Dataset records
• • •
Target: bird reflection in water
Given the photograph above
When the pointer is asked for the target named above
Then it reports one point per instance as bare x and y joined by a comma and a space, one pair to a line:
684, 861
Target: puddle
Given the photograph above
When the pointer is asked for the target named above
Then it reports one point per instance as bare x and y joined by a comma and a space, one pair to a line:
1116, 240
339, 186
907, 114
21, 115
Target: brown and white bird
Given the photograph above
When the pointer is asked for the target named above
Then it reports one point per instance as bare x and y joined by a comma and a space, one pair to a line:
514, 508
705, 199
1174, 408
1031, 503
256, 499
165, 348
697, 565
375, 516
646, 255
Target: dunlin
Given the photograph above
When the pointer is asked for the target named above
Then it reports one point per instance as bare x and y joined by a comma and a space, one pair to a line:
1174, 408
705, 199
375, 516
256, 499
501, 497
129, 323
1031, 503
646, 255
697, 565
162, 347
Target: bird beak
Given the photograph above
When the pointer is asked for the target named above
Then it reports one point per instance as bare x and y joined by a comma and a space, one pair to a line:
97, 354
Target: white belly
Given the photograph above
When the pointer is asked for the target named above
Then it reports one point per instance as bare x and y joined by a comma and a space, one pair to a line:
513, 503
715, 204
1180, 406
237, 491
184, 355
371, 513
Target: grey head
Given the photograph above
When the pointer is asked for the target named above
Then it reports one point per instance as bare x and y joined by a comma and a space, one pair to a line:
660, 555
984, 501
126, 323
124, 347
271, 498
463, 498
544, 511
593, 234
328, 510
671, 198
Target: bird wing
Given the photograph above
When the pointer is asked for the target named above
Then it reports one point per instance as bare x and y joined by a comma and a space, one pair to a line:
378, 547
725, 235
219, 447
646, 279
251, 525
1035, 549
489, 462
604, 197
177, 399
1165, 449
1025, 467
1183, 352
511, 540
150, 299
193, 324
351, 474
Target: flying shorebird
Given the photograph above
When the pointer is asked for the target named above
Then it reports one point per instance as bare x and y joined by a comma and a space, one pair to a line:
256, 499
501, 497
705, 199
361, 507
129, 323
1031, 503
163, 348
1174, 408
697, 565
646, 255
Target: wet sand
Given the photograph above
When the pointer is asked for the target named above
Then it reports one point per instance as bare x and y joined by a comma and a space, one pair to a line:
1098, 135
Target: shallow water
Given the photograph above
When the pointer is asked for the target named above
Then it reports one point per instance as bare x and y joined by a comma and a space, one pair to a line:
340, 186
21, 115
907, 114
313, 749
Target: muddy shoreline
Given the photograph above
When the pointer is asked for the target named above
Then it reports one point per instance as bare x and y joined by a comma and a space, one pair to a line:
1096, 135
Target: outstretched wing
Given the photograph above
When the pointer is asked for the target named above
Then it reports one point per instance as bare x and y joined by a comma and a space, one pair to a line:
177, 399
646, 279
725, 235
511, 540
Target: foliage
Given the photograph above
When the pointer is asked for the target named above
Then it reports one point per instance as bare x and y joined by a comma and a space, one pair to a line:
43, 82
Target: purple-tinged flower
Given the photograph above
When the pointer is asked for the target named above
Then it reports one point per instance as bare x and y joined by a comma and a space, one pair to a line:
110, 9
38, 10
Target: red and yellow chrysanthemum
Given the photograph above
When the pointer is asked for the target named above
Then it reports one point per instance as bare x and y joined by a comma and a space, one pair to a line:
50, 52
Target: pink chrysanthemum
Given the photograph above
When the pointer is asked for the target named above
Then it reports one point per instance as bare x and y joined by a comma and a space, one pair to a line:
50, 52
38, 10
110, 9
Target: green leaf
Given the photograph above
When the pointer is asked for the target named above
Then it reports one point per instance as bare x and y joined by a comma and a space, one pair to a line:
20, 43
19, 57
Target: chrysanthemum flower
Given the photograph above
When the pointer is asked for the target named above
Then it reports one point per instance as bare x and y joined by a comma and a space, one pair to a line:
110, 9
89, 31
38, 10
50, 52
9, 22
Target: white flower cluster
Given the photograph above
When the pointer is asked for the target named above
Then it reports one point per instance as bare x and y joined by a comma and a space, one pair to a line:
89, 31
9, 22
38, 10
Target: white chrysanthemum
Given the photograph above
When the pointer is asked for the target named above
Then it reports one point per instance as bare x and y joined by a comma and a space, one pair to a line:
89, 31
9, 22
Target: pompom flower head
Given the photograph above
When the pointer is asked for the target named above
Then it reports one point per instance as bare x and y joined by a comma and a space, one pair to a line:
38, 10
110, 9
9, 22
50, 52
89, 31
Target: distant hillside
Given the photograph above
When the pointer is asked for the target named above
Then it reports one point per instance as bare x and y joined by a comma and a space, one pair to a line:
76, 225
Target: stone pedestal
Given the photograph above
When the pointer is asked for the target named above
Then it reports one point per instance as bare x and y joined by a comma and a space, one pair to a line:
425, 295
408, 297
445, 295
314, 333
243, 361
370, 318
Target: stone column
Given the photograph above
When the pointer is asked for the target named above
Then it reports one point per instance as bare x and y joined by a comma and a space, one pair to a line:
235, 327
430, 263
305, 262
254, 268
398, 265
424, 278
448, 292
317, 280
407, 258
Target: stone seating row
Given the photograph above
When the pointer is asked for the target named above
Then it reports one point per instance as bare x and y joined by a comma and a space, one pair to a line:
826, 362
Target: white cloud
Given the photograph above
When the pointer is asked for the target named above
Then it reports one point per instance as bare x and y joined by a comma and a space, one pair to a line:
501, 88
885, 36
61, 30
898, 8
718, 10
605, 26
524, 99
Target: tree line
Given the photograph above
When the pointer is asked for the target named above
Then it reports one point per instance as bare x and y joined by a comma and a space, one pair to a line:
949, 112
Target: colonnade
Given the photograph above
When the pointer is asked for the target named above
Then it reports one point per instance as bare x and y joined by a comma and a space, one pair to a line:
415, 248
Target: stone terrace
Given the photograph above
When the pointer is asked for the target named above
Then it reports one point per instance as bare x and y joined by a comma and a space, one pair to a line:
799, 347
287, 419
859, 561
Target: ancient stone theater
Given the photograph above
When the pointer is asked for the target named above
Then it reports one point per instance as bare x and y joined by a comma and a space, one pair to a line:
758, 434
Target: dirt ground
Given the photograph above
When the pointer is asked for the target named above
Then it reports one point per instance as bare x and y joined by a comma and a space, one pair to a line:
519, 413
• • •
Quote every line from the line containing "Target: stone seating row" through the closing line of the listing, including both.

Target: stone seating row
Given the photograph above
When the pointer is asked for the target named above
Then it reports one point per instance as bare x and y joined by a comma and a space, one pair to a line:
826, 362
Target: white cloud
Given the photograph above
When the pointer is asked for the target named above
Then it reports one point per instance as bare x and y joined by a comma and a space, one pair to a line:
501, 88
885, 36
61, 30
898, 8
718, 10
605, 26
524, 99
Target: tree line
Given the photograph above
When the pointer is asked for the target named above
Then it reports one point per instance as bare x and y joined by a comma and a space, one pair to a line:
949, 112
Target: colonnade
Given the photograph above
When the pointer is asked for the target named above
Then it reports one point per instance as bare x and y joined by a comma and a space, one pair to a line:
415, 248
Target: stone terrace
Given the photograph above
When the pointer is asked for the target named above
Then it reports one point per instance as bare x and y joined by a comma and a space, one pair to a line:
799, 347
287, 419
859, 561
Target: ancient stone theater
Given the photograph above
When the pointer is asked for the target named above
Then it reports one point per instance as bare x and y joined by a comma and a space, one pair to a line:
758, 434
Target: dirt ground
Given the photograph above
When the pointer is asked for the target named above
Then it reports one point per instance as bare x and y joined by a comma and a space, one pair to a line:
519, 413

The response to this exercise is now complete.